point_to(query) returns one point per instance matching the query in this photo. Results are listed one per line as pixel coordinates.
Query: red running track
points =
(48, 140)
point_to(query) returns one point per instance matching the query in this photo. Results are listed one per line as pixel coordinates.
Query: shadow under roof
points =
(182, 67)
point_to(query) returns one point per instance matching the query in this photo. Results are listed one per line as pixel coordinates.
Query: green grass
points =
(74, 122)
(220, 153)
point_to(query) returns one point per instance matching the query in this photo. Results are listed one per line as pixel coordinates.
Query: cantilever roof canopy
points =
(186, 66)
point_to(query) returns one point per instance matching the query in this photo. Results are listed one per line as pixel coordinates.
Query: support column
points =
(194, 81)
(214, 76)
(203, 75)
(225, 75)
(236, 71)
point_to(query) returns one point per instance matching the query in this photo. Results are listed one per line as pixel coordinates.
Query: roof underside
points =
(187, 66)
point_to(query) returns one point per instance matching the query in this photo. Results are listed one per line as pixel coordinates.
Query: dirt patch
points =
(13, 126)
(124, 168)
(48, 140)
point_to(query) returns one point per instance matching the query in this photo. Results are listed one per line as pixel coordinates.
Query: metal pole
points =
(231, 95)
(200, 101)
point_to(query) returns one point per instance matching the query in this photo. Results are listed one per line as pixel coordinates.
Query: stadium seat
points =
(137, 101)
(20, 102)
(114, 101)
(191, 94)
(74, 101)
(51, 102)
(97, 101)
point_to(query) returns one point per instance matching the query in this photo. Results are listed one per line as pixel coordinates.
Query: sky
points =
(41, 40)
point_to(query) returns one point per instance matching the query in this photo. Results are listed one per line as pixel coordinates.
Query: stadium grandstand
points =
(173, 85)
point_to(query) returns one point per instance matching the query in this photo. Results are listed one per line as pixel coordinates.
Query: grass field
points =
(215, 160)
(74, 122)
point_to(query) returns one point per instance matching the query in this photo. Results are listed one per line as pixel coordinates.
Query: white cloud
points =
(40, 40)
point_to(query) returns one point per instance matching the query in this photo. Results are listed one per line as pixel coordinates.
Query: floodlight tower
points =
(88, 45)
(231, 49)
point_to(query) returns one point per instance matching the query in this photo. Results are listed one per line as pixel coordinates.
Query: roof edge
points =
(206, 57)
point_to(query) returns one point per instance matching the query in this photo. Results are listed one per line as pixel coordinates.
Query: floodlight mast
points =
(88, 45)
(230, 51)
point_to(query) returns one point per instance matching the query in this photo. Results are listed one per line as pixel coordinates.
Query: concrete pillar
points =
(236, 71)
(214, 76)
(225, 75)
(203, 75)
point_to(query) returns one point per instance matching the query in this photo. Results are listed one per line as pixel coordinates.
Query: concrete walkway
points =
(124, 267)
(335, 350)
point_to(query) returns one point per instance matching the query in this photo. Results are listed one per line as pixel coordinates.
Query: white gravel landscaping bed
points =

▸ Exercise aim:
Copy out the whole listing exactly.

▸ Output:
point_to(query) returns one point per instance matching the query in this photo. Results are listed one per line as pixel coordinates.
Query: red running track
points =
(48, 140)
point_to(query) returns one point per instance matching the query in this photo. Results are listed one per line as pixel coordinates.
Query: shadow under roof
points =
(182, 67)
point_to(query) returns one point per instance matching the query in this photo. Results are listed one per line as pixel coordinates.
Query: green grass
points =
(74, 122)
(220, 153)
point_to(query) returns one point per instance matching the query in this photo. Results are listed one per line as pixel coordinates.
Query: cantilever roof canopy
points =
(186, 66)
point_to(query) returns one point per instance matching the query in this photo. Results are listed one per line as pixel coordinates.
Query: support column
points =
(194, 81)
(214, 76)
(203, 75)
(225, 75)
(236, 71)
point_to(query) returns one point per instance matching the query in this photo. Results are listed one per line as pixel coordinates.
Query: roof underside
points =
(187, 66)
point_to(query) returns one point per instance matching the query in this photo. Results are listed one per line as pixel coordinates.
Query: dirt patch
points =
(13, 126)
(124, 168)
(48, 140)
point_to(query) returns one point per instance matching the query in this photo. Results are listed one per line as pixel coordinates.
Query: metal pole
points =
(231, 95)
(200, 101)
point_to(query) returns one point per instance matching the query in this photo. Results are listed one per line as pixel coordinates.
Query: stadium seat
points =
(137, 101)
(20, 102)
(114, 101)
(191, 94)
(74, 101)
(51, 102)
(97, 101)
point_to(query) returns one point per instance matching the query in this photo. Results are listed one per line as pixel coordinates.
Query: sky
points =
(41, 40)
point_to(query) returns one point per instance matching the query in this photo. Results are listed one per line as pixel coordinates.
Query: stadium grandstand
points =
(173, 85)
point_to(query) returns one point per instance matching the query in this photo. Results are listed one per line as pixel coordinates.
Query: grass field
points =
(215, 160)
(74, 122)
point_to(query) returns one point per instance matching the query in this photo. Results are listed one per line as pixel coordinates.
Query: white cloud
points =
(40, 40)
point_to(query) returns one point per instance matching the query in this photo. Results are listed one per line as pixel coordinates.
Query: floodlight tower
points =
(88, 45)
(231, 49)
point_to(query) returns one point per instance matching the query in this photo. Results are listed one per line as pixel coordinates.
Query: roof edge
points =
(206, 57)
point_to(query) returns one point per instance matching the query in this photo. Results are listed one per line as pixel coordinates.
Query: floodlight mast
points =
(88, 45)
(230, 51)
point_to(query) returns one point per instance matching the query in this photo. Results are listed one per line as pixel coordinates.
Query: concrete pillar
points =
(236, 71)
(214, 76)
(225, 75)
(203, 75)
point_to(query) returns one point per instance matching the query in this photo. Results are listed one per line as pixel coordinates.
Query: concrete walkway
points =
(124, 267)
(335, 350)
point_to(query) returns one point per instance matching the query in this photo. Results are listed one per line as pixel coordinates.
Query: white gravel landscaping bed
points =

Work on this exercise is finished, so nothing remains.